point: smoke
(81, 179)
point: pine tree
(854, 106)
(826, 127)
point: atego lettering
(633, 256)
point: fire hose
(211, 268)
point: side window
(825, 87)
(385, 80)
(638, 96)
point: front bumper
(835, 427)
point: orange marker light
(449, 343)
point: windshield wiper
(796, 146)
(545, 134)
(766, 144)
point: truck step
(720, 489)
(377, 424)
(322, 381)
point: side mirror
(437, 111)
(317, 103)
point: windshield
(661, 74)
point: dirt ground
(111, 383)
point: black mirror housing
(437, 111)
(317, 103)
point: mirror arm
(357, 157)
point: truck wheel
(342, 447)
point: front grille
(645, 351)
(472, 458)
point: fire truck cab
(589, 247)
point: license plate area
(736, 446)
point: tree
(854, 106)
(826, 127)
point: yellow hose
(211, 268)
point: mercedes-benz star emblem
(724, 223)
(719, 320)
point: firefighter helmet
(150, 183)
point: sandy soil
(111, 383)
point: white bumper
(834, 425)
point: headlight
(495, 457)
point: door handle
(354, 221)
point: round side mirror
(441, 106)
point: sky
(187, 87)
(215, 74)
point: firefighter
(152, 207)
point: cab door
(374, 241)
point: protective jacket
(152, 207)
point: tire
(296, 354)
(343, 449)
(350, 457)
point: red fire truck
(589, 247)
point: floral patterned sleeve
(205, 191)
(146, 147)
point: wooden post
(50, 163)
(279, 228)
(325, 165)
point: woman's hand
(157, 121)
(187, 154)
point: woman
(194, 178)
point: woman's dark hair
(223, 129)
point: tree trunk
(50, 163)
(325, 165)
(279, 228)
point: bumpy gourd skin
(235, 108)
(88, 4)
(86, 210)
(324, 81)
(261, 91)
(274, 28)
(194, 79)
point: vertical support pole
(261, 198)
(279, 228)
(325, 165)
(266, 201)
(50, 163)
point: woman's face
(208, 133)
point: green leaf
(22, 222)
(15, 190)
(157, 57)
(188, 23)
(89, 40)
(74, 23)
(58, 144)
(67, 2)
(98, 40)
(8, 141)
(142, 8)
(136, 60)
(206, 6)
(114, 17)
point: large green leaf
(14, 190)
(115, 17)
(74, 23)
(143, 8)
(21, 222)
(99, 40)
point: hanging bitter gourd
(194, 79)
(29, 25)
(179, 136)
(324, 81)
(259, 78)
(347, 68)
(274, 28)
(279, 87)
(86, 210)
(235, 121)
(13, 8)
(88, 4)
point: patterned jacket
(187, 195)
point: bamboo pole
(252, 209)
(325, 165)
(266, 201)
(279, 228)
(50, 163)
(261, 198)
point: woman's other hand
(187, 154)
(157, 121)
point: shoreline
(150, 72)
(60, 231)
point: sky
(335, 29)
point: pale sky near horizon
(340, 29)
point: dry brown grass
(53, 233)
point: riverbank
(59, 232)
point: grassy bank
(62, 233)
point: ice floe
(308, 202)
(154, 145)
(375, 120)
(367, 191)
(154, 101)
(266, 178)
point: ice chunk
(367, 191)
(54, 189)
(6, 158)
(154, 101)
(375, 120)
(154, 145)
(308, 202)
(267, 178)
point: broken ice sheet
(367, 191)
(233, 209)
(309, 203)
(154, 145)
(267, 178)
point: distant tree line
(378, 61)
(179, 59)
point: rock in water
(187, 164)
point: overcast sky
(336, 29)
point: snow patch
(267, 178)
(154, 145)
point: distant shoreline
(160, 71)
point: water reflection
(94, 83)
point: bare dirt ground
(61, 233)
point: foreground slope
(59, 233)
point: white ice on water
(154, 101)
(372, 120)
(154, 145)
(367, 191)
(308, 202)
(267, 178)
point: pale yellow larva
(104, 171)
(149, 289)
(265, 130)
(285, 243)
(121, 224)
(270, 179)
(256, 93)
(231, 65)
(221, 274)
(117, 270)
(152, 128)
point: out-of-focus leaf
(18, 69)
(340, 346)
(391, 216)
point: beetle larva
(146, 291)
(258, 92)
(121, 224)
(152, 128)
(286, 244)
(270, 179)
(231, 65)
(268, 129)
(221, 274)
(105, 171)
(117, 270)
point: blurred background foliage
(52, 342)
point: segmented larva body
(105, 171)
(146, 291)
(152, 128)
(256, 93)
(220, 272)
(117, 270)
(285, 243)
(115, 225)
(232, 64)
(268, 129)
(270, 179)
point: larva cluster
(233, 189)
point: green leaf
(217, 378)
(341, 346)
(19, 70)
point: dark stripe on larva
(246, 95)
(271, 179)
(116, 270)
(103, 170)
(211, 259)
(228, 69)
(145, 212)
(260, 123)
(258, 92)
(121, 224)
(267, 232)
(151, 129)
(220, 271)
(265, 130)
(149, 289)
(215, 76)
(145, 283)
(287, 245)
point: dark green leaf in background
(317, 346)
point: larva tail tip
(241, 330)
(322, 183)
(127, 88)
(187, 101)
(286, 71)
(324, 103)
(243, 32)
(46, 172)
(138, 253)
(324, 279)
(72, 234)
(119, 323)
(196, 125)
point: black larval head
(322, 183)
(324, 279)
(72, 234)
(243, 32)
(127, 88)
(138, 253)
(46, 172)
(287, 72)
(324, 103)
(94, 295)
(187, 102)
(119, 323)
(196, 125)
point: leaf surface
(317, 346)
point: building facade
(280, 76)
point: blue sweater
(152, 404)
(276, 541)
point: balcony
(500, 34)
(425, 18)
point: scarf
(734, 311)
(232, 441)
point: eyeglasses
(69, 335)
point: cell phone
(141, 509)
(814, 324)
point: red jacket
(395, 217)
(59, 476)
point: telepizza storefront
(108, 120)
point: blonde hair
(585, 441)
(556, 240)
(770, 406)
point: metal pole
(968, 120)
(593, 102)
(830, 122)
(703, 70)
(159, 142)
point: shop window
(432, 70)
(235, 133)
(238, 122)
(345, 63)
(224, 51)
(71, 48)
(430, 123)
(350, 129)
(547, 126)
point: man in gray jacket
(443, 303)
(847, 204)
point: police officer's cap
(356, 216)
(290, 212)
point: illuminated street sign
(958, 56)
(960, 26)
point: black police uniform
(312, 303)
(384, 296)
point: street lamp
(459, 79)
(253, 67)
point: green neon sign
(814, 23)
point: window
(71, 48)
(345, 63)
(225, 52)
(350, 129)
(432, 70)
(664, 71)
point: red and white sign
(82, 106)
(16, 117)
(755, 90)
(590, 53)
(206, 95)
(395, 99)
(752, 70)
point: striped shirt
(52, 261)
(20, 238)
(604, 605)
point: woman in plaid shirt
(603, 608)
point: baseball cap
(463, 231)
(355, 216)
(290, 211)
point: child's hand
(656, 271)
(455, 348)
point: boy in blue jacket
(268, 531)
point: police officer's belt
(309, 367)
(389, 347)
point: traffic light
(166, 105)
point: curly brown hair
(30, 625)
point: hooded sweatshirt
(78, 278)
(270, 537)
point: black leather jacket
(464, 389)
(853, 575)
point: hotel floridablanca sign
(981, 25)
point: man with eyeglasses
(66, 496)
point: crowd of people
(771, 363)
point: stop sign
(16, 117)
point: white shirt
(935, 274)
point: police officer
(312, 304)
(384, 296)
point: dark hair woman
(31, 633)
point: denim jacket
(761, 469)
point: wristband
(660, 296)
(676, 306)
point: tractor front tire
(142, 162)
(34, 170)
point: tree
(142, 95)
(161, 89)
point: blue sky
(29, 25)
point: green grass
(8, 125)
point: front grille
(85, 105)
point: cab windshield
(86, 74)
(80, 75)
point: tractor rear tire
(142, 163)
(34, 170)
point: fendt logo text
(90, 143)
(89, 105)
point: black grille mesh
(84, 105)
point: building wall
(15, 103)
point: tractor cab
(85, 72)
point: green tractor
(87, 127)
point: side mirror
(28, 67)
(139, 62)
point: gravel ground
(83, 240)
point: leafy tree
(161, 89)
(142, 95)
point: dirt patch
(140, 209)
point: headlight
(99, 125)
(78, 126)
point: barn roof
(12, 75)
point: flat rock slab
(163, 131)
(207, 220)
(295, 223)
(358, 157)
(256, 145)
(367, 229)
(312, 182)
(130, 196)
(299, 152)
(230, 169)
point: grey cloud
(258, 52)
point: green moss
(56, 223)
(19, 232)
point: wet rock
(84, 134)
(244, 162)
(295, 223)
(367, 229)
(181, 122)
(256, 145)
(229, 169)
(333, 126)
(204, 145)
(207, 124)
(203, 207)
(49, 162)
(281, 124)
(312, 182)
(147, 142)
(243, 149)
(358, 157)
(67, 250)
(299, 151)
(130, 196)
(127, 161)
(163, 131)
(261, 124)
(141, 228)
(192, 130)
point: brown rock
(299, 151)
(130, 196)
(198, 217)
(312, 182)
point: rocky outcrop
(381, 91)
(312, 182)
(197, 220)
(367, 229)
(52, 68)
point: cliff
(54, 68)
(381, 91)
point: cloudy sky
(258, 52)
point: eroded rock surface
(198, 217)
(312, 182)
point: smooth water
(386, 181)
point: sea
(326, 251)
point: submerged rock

★ ★ ★

> YOUR GOAL:
Copy exactly the lines from the one containing "point: building wall" through the last line of the records, both included, and nothing else.

> SOLUTION TO THE PROBLEM:
point: building wall
(15, 103)
point: tractor cab
(85, 72)
point: green tractor
(87, 127)
point: side mirror
(28, 67)
(139, 62)
point: gravel ground
(83, 240)
point: leafy tree
(161, 89)
(142, 95)
point: dirt patch
(140, 209)
point: headlight
(99, 125)
(78, 126)
point: barn roof
(12, 75)
point: flat rock slab
(163, 131)
(207, 220)
(295, 223)
(358, 157)
(256, 145)
(367, 229)
(312, 182)
(130, 196)
(299, 152)
(230, 169)
point: grey cloud
(258, 52)
point: green moss
(56, 223)
(19, 232)
point: wet rock
(84, 134)
(244, 162)
(295, 223)
(367, 229)
(181, 122)
(256, 145)
(229, 169)
(333, 126)
(204, 145)
(207, 124)
(203, 207)
(49, 162)
(281, 124)
(312, 182)
(147, 142)
(243, 149)
(358, 157)
(67, 250)
(299, 151)
(130, 196)
(127, 161)
(163, 131)
(261, 124)
(141, 228)
(192, 130)
point: brown rock
(299, 151)
(130, 196)
(198, 217)
(312, 182)
point: rocky outcrop
(381, 91)
(312, 182)
(197, 220)
(367, 229)
(52, 68)
point: cliff
(54, 68)
(381, 91)
point: cloudy sky
(258, 52)
point: eroded rock surface
(198, 217)
(312, 182)
point: smooth water
(386, 181)
point: sea
(326, 251)
point: submerged rock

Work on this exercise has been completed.